• **Tarea asignada A**:
Extrae las filas desde la línea que contiene "indicate the paint roller with a point" hasta el final de las filas, con ambos extremos incluidos, y reprodúcelas sin ningún cambio.
=== Fragmento ===
El dominio total del mundo del ajedrez por parte de la Unión Soviética se convirtió a principio de los años '70 en un asunto de estado para los Estados Unidos. Uno tras otro, los grandes maestros rusos se coronaban campeones, dándole a su escuela prestigio y popularidad. Para el Departamento de Estado norteamericanos, estos triunfos eran mucho más peligrosos que varias de las campañas de propaganda comunista de la época. Según informes desclasificados recientemente, para algunos sectores de jóvenes inconformes la supremacía rusa en el deporte-ciencia hablaba de su mayor inteligencia y capacidad de estrategia, lo que a la larga terminaría dándole la victoria en el plano político. Estos análisis, que hay se ven hasta graciosos, eran comunes en plena guerra fría, donde cualquier indicio de protesta hacia movilizar todo el poder del estado para reprimirlo.
=== Datos de la tarea ===
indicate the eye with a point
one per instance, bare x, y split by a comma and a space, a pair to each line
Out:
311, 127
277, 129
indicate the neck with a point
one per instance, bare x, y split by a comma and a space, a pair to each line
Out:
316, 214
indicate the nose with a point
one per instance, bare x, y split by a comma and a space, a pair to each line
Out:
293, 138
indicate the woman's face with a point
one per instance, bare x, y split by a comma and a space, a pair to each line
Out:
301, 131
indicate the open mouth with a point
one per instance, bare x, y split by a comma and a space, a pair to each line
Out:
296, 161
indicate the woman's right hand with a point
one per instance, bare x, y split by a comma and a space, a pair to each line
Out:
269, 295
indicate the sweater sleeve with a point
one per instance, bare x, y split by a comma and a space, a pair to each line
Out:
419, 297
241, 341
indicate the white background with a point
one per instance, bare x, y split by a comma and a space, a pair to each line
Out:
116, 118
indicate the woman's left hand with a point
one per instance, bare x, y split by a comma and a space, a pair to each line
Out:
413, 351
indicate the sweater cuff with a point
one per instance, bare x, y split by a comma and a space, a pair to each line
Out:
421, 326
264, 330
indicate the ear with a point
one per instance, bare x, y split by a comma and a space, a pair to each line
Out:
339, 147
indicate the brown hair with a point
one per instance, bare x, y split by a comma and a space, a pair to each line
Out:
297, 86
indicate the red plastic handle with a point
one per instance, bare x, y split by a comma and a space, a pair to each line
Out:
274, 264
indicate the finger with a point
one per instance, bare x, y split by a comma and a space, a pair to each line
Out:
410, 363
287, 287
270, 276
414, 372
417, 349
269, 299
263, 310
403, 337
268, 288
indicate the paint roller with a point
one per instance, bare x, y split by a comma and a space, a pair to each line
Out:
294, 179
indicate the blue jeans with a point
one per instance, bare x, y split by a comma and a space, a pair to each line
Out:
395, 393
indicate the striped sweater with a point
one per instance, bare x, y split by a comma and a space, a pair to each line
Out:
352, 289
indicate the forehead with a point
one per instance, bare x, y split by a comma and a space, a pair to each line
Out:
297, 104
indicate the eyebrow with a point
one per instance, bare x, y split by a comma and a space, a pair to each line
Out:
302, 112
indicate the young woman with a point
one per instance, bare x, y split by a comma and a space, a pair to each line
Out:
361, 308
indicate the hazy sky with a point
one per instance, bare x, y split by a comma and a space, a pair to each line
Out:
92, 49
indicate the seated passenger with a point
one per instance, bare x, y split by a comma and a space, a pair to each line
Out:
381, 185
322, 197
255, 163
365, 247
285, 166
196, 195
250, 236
===
• **Tarea asignada B**:
Copia literalmente el fragmento sobre el ajedrez desde "El dominio total" hasta "estado para reprimirlo.".

• **Resultado A**:
indicate the paint roller with a point
one per instance, bare x, y split by a comma and a space, a pair to each line
Out:
294, 179
indicate the blue jeans with a point
one per instance, bare x, y split by a comma and a space, a pair to each line
Out:
395, 393
indicate the striped sweater with a point
one per instance, bare x, y split by a comma and a space, a pair to each line
Out:
352, 289
indicate the forehead with a point
one per instance, bare x, y split by a comma and a space, a pair to each line
Out:
297, 104
indicate the eyebrow with a point
one per instance, bare x, y split by a comma and a space, a pair to each line
Out:
302, 112
indicate the young woman with a point
one per instance, bare x, y split by a comma and a space, a pair to each line
Out:
361, 308
indicate the hazy sky with a point
one per instance, bare x, y split by a comma and a space, a pair to each line
Out:
92, 49
indicate the seated passenger with a point
one per instance, bare x, y split by a comma and a space, a pair to each line
Out:
381, 185
322, 197
255, 163
365, 247
285, 166
196, 195
250, 236

• **Resultado B**:
El dominio total del mundo del ajedrez por parte de la Unión Soviética se convirtió a principio de los años '70 en un asunto de estado para los Estados Unidos. Uno tras otro, los grandes maestros rusos se coronaban campeones, dándole a su escuela prestigio y popularidad. Para el Departamento de Estado norteamericanos, estos triunfos eran mucho más peligrosos que varias de las campañas de propaganda comunista de la época. Según informes desclasificados recientemente, para algunos sectores de jóvenes inconformes la supremacía rusa en el deporte-ciencia hablaba de su mayor inteligencia y capacidad de estrategia, lo que a la larga terminaría dándole la victoria en el plano político. Estos análisis, que hay se ven hasta graciosos, eran comunes en plena guerra fría, donde cualquier indicio de protesta hacia movilizar todo el poder del estado para reprimirlo.